• **Schriftliche Aufgabe**: Führen Sie den Forenbeitrag über die österreichischen Regierungskoalitionen seit der Nationalratswahl 1999 im Anschluss an seinen letzten Satz weiter.

• **Textauszug**:
------------

AW: An Austria - Was macht ihr bloß?

meine Sicht der "Dinge:"
Jetzt ganz kurz: bei der Nationalratswahl 1999 gelang es Schüssel ( ÖVP) als Obmann der drittstärksten Partei ( SPÖ = stimmenstärkste Partei) gemeinsam mit der FPÖ ( = zweitstärkste Partei) eine Koalition zu bilden unter der Führung der ÖVP: Kanzler Schüssel.

Die FPÖ kam in Schwierigkeiten, Grasser ( späterer Finanzminister ) ging formell als Parteiloser zur ÖVP; es kam 2002 zu Neuwahlen, bei der die Koalition ÖVP - FPÖ bestehen blieb. Jetzt mit eindeutiger Mehrheit der ÖVP. Das BZÖ spaltete sich von der FPÖ ab und setzte die Regierung mit der ÖVP fort.

------------

• **Datenabschnitt**:

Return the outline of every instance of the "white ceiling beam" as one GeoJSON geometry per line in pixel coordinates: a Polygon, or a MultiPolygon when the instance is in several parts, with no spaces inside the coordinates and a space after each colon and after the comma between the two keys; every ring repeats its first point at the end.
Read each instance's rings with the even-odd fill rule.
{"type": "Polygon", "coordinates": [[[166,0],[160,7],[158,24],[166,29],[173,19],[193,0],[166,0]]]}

------------

• **Lösung**:
Zur Nationalratswahl im Herbst 2006 traten neben einigen eindeutig kleineren Parteien ( Grüne, FPÖ,BZÖ Kommunisten ) die zwei alten großen Parteien SPÖ und ÖVP an.
Die SPÖ fuhr einen harten Oppositionswahlkampf und - zunächst ohne Hoffnung auf den Wahlsieg - versprachen sie das Blaue vom Himmel.

Zur großen Überraschung aller Österreicher gewann die SPÖ allerdings die NR-Wahl 2006 - mit knapp zwei Mandaten vor der ÖVP.

Eine Regierungsbildung mit den Grünen war nicht möglich - die hatten gemeinsam zu wenig Mandate: es kam wie in Deutschland: es blieb nur eine Große Koalition.... unter der Führung der SPÖ ungeliebt von Anfang an. Kanzler Gusenbauer.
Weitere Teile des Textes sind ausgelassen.